Tasks and exercises:
1. Answer these questions about the passage on Ruthie's faith, one line each, marked (a), (b) and (c) to match.
(a) What name does the writer give to Ruthie's kind of piety?
(b) Where did the writer apologize to Ruthie and ask her forgiveness?
(c) In what city did Hannah reveal something to the writer?
2. In the passage on Ruthie's faith, condense the paragraph that begins "The reason I spoke favorably" into a shorter version that keeps its main points.
3. Continue the passage on Ruthie's faith from the point where it stops.

*** Opening of Passage for review ***

The reason I spoke favorably of Ruthie’s kind of piety — which, let’s face it, was pretty much Moralistic Therapeutic Deism — is because it’s exactly the kind of piety I, a more intellectual type of Christian, find so exasperating. Yet it humbled me. I saw that my sister, despite her indifference to anything in Christianity beyond its basic moral and spiritual structure, lived in many ways a life of far greater practical faith and devotion and spiritual courage than I realized, or, frankly, could have done myself. She knew far, far less about Jesus than I do, but boy, did she know Jesus.

I do not recommend Ruthie’s approach to theology, to Scripture, and to church life; in fact, if Ruthie had been more engaged with her church and her faith, she might have profited greatly by learning more about forgiveness, and the need to examine one’s own conscience for the presence of sin. I don’t believe Ruthie ever once imagined that she had wronged me in any way, though she had, and did so in ways that still hurt, and probably will for the rest of my life. If she had understood the faith we shared better, she might have responded differently to my front-porch apology to her, and my asking for her forgiveness, and might have offered the same to me. She would have grasped, I think, the importance of mutual forgiveness, and of repentance. My sister was one of the most kind and self-sacrificing people I know, but she had a narrow but intense streak of self-righteousness. I think that is on display in Little Way, with her treatment of me at the dinner table when I made the bouillabaisse, and later, with what Hannah revealed to me in Paris. Had she been more engaged with her religion, she might have been healed of that, because her tradition — our tradition — requires searching one’s heart, and repentance. That’s my guess; I really don’t know one way or the other.

*** Close of Passage for review ***
*** Opening of Data provided ***

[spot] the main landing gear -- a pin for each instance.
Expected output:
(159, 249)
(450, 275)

*** Close of Data provided ***

Per-task answers:
1.
(a) Moralistic Therapeutic Deism
(b) On the front porch
(c) Paris

2. The writer praised Ruthie's piety, essentially Moralistic Therapeutic Deism, even though it is the kind of piety the writer, a more intellectual Christian, finds exasperating. It was humbling. Though Ruthie cared little for Christianity beyond its basic moral and spiritual structure, she lived with greater practical faith, devotion and spiritual courage than the writer had realized or could have managed. She knew far less about Jesus than the writer does, but she truly knew Jesus.

3.
But she was who she was, and I tried to give the reader who she was: the good, the great, and the all-too-human. It would have served neither the truth nor the story, nor would it have honored my sister, had I presented her as a plaster saint. I tried to show how her spiritual grandeur, which everybody saw, was privately compromised by the way she thought about and treated me, which few people saw. People are complicated, even the best people, like Ruthie. Plus, I tried to show how my own being confronted by her example challenged my own shortcomings and failings as a Christian — notably, my tendency to overintellectualize my faith, and keep it too often in the realm of the abstract. For all the reading and thinking and studying I’ve done about Christianity, I fell far short of what Ruthie did in serving others. To put it in metaphorical terms, Ruthie should have spent more time at the table with us talking about God, but I should have spent more time out in the world, putting all that God-talk to use in showing God’s love to others.

Thomas Kidd is entirely correct: doctrine and practice are not at odds in Christianity. I hope that Christian readers of Little Way will see the good and the bad in both Ruthie and Rod, examine their own conscience, and find a more balanced way of living out their faith than either of us had. I’m the sort of person who tends to look down on the simplistic (not the same thing as simple!) faith of people like Ruthie, and I wanted to testify in my memoir about how Ruthie’s example showed me how wrong I had been. In the mystery of Divine Providence, there will be Moralistic Therapeutic Deists laughing in heaven with the saints, while the intellectualism of many of us who believed the right things but failed to act on them as we ought to have done will have either damned us or at least caused us to have to have it burned away before we can experience the fullness of God’s glory in Paradise.